## Short task
Find the line containing "Objective — a point for each instance of the white window". Return it and every line after it, unchanged, up to and including the last line.
--- Start Records shown ---
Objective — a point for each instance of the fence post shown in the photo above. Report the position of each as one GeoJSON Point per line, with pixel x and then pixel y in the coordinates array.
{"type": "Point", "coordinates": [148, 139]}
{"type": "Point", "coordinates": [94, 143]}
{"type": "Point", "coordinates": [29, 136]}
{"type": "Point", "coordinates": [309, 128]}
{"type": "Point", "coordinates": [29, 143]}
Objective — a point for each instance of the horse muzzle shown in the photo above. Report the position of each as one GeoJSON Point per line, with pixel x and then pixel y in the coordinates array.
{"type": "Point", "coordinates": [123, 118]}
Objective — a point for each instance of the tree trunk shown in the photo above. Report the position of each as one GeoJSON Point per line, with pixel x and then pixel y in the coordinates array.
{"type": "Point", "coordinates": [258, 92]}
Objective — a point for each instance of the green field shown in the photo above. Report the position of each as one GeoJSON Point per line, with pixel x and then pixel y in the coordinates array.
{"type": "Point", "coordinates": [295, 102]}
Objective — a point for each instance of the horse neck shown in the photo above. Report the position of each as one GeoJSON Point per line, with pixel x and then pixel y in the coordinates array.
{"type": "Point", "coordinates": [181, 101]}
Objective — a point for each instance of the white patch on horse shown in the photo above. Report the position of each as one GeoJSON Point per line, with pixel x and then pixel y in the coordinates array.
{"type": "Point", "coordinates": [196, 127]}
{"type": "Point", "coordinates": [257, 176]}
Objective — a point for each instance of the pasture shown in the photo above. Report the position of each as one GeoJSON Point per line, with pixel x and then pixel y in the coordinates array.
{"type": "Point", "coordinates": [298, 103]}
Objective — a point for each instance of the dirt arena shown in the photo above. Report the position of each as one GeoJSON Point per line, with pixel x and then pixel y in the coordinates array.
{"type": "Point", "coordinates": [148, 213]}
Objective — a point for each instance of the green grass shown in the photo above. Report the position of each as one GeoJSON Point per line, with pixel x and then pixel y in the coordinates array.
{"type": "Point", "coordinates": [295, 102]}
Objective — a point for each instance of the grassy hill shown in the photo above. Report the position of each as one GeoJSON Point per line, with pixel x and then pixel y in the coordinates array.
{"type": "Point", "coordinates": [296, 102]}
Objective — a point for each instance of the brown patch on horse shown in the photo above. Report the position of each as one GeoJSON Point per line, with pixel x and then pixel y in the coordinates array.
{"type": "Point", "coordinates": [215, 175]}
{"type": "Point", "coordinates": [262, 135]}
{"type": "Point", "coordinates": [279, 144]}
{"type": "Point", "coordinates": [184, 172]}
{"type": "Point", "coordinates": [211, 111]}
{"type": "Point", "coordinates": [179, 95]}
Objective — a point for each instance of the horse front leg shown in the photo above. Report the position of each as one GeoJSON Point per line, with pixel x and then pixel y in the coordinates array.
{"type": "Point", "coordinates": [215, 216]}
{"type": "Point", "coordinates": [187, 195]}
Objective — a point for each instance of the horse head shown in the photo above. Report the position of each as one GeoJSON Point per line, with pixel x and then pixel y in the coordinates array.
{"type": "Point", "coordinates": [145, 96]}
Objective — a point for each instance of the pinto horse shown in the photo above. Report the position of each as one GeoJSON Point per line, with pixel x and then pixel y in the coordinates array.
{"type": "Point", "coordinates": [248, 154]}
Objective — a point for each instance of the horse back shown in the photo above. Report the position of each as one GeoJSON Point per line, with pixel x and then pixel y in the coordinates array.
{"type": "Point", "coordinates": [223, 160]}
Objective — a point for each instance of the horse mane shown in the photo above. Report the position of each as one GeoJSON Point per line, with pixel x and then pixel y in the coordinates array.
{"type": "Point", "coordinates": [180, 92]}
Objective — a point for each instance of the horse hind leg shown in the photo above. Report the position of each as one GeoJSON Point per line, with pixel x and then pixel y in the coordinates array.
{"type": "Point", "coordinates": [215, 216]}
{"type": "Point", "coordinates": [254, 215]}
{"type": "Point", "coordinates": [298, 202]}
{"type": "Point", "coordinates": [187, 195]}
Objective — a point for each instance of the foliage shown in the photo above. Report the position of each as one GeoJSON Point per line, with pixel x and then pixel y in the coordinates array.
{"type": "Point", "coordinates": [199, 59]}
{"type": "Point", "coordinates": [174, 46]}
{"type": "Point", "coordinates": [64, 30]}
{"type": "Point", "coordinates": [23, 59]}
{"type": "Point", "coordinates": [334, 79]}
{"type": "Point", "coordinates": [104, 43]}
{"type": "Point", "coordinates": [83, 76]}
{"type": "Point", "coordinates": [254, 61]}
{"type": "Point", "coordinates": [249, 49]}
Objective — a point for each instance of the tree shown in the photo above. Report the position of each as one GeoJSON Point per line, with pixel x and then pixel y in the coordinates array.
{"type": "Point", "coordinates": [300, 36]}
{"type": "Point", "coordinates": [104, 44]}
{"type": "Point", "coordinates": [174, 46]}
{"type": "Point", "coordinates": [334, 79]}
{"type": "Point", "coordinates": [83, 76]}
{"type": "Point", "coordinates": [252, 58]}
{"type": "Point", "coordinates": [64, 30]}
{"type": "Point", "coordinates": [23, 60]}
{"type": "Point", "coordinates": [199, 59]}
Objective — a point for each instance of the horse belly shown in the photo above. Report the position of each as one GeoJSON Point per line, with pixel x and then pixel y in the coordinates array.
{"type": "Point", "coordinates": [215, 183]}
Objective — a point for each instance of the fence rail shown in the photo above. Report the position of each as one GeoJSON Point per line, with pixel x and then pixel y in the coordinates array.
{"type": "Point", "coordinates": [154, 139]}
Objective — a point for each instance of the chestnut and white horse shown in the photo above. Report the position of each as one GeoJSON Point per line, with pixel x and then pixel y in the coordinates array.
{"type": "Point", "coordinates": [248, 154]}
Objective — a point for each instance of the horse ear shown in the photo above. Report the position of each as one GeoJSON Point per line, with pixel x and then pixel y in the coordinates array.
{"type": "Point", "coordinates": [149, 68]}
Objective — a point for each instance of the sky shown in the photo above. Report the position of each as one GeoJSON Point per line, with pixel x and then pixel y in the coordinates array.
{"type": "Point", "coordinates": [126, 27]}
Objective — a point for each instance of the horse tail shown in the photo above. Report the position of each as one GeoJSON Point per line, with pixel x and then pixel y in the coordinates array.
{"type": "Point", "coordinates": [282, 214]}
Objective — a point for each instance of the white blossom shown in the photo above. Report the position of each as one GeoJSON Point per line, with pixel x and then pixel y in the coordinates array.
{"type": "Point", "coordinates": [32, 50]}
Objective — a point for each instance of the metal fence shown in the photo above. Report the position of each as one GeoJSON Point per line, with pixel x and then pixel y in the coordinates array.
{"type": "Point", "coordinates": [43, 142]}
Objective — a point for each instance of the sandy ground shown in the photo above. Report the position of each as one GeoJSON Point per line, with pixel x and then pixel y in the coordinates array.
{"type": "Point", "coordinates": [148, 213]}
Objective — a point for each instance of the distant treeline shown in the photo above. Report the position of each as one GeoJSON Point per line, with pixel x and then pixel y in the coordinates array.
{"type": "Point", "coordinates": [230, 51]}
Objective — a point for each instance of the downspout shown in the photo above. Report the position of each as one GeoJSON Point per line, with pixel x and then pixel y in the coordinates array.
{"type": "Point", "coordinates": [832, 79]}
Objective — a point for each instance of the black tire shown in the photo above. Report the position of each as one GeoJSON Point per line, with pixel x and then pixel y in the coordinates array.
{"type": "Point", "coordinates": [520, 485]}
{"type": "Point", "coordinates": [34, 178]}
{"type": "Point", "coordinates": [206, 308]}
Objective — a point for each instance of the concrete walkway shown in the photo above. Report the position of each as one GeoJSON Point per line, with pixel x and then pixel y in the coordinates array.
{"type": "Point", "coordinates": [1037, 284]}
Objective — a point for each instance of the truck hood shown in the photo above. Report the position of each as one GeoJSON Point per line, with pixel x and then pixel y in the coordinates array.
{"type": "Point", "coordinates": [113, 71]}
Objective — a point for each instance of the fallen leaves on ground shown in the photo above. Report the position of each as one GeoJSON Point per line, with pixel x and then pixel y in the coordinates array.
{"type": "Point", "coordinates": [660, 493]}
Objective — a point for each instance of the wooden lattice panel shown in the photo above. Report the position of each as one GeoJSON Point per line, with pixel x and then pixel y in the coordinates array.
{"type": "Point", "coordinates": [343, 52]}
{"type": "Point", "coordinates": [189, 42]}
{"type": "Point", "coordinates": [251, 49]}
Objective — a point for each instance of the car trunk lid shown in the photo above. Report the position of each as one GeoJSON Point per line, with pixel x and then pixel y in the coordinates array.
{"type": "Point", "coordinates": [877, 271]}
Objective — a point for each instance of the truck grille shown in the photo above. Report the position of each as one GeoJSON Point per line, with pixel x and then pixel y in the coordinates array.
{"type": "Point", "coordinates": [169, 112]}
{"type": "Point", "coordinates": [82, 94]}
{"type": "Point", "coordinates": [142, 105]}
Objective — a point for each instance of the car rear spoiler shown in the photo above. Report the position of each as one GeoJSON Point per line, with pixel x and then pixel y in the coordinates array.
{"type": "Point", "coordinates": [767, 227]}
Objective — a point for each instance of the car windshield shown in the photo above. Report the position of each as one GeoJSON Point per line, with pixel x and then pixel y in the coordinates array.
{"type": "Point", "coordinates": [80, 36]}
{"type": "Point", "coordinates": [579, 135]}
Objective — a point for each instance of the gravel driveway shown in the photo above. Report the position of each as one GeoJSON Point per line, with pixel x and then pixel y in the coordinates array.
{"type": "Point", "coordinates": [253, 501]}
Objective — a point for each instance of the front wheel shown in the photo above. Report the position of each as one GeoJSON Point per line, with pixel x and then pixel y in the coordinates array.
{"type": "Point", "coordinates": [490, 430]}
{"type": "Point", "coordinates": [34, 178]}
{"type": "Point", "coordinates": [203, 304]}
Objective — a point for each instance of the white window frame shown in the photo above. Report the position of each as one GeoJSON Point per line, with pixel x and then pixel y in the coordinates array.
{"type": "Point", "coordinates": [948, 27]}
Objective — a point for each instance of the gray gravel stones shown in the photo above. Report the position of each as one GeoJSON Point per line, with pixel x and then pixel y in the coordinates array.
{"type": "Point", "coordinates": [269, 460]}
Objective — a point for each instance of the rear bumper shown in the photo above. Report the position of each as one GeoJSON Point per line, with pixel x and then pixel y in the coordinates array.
--- End Records shown ---
## Written solution
Objective — a point for each instance of the white window frame shown in the photo above. Report the position of each as one GeoJSON Point per line, with pixel x and then pixel y in the coordinates array.
{"type": "Point", "coordinates": [948, 27]}
Objective — a point for each instance of the gray gravel stones shown in the photo above. Report the position of each as one GeoJSON Point per line, with pixel x and then pixel y in the coordinates array.
{"type": "Point", "coordinates": [269, 460]}
Objective — a point for each instance of the rear bumper shown in the photo above. Report the position of each as one GeoJSON Point per line, with pixel x and then pixel y in the coordinates array.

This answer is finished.